*EXERCISE REQUIREMENTS:* Reproduce the listing in full, pictures excluded.

>>>>>

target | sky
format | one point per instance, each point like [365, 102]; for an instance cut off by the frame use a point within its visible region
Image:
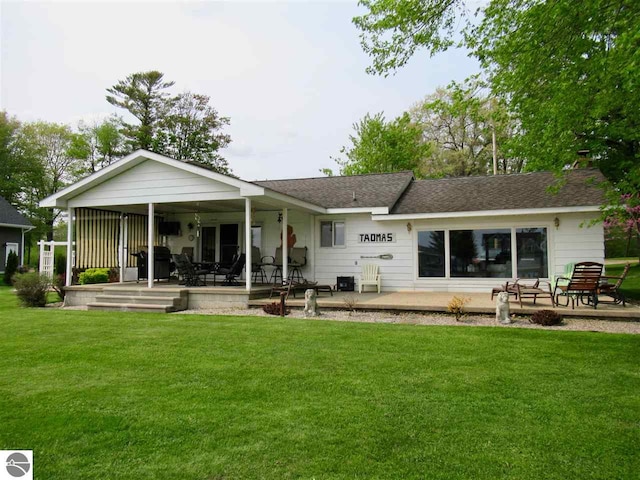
[290, 75]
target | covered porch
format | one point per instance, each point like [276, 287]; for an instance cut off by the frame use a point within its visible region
[146, 201]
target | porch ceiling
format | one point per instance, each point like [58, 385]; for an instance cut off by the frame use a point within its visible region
[217, 206]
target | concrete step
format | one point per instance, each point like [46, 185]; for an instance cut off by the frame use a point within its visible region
[133, 307]
[119, 299]
[146, 292]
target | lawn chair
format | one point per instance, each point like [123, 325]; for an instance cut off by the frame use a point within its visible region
[582, 286]
[192, 276]
[369, 276]
[613, 289]
[233, 272]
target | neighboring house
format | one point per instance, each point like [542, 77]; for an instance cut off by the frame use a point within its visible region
[12, 229]
[452, 234]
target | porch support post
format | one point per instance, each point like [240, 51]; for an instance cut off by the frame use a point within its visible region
[150, 251]
[247, 242]
[69, 276]
[285, 245]
[121, 248]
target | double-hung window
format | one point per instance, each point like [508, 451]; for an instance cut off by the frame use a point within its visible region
[332, 234]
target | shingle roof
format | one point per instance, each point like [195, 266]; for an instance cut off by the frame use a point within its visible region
[10, 216]
[373, 190]
[499, 192]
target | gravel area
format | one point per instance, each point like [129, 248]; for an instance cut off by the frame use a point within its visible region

<<<<<

*RESULT FOR THIS EXERCISE:*
target | sky
format | one point per instance, each point like [365, 102]; for an instance cut off by the frame use a point within its visible region
Image:
[290, 75]
target | covered porch
format | one point per instance, each point like [276, 287]; for an instance cut off by the frame use a point within its visible region
[146, 201]
target | porch ceiling
format | one point per instance, each point like [58, 385]; for an instance cut off by the frame use a point within its visible region
[217, 206]
target | concrete step
format | one point per instance, each point like [46, 185]; for an instance cut off by the frame use a point within its visible region
[133, 307]
[119, 299]
[146, 292]
target | lawn chair
format | one point per instance, each point like [123, 325]; for an instance cut off by the frame use a point within its visible region
[582, 286]
[192, 276]
[369, 276]
[613, 289]
[233, 272]
target | neighboring house
format | one point per instance, each point like [542, 77]; for an instance cut off by the frame use a point within its visible region
[12, 229]
[452, 234]
target | porch support post
format | one point per instance, each point like [240, 51]; for an instance cut off by the frame use a point within its visible region
[150, 251]
[247, 242]
[69, 276]
[285, 245]
[121, 248]
target | double-hung window
format | one point per instance, each point like [508, 451]; for an instance cut off by the frame use a point within its visible region
[332, 234]
target | shingle roof
format | one point per instance, each point like [195, 266]; for an instance cut off by the frame use a point within its visible region
[10, 216]
[373, 190]
[499, 192]
target | gravel area
format | one point per instance, each point like [129, 248]; for an instance cut off by the frame use a point within its visible region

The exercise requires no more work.